> _Task objective_: Reproduce every line of the rows below without changes, starting at the line that contains "[spot] the pine" and continuing through the final line of the rows, with both of those lines included.

> _Record set_:

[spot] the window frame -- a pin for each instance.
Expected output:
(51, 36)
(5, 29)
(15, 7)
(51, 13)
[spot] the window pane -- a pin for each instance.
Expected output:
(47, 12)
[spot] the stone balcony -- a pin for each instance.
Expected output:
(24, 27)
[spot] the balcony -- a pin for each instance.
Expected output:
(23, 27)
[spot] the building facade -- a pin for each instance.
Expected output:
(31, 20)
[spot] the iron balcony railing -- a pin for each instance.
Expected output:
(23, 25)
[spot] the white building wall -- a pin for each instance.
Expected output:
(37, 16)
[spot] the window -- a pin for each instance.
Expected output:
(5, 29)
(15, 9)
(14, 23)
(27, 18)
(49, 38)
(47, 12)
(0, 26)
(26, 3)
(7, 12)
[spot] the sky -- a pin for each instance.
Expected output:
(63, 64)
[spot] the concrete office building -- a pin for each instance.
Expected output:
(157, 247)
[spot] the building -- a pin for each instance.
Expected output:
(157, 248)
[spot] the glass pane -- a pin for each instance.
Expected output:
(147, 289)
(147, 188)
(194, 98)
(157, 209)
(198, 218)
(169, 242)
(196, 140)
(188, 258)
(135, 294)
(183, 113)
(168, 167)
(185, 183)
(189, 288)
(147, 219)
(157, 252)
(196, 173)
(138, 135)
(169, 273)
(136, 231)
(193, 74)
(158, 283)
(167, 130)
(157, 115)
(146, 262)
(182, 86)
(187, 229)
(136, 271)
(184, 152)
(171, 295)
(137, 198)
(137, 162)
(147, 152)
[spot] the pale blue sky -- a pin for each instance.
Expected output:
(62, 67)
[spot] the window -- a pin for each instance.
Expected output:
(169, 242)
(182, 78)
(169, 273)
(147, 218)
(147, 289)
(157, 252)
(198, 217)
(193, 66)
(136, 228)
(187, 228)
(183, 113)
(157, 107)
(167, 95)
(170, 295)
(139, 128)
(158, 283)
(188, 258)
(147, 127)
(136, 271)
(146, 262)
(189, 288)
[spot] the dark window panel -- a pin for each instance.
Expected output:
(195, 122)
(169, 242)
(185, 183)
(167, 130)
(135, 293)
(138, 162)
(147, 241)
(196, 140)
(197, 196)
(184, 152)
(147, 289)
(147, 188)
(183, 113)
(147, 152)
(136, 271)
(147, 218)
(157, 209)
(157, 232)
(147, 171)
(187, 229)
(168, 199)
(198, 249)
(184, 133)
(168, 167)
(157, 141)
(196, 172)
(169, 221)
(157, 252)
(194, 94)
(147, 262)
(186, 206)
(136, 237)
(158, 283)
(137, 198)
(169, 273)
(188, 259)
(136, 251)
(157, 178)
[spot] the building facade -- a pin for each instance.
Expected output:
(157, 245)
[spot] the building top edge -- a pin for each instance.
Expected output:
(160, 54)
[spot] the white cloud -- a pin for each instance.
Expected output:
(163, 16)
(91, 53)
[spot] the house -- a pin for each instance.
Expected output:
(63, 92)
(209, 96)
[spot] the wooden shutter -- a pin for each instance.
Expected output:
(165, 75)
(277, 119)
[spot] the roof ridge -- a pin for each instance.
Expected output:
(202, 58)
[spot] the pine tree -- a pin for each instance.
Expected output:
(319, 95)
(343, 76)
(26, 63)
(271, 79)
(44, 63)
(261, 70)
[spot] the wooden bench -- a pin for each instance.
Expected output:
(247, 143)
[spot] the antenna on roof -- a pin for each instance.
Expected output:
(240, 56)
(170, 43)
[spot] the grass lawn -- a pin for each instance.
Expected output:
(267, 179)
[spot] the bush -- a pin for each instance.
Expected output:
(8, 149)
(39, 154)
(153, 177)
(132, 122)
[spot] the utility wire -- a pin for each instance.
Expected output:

> _Written response_:
[spot] the pine tree -- a pin for each instance.
Expected output:
(319, 95)
(343, 76)
(26, 63)
(271, 79)
(44, 63)
(261, 70)
[spot] the wooden bench -- a pin for each instance.
Expected output:
(247, 143)
[spot] the antenna on roof -- a pin for each instance.
Expected output:
(240, 56)
(170, 43)
[spot] the grass lawn -- a pin for each instance.
Expected output:
(267, 179)
[spot] the bush -- a pin for each instance.
Expected output:
(8, 149)
(39, 154)
(153, 177)
(132, 122)
[spot] the utility wire -- a pin for each instance.
Expected output:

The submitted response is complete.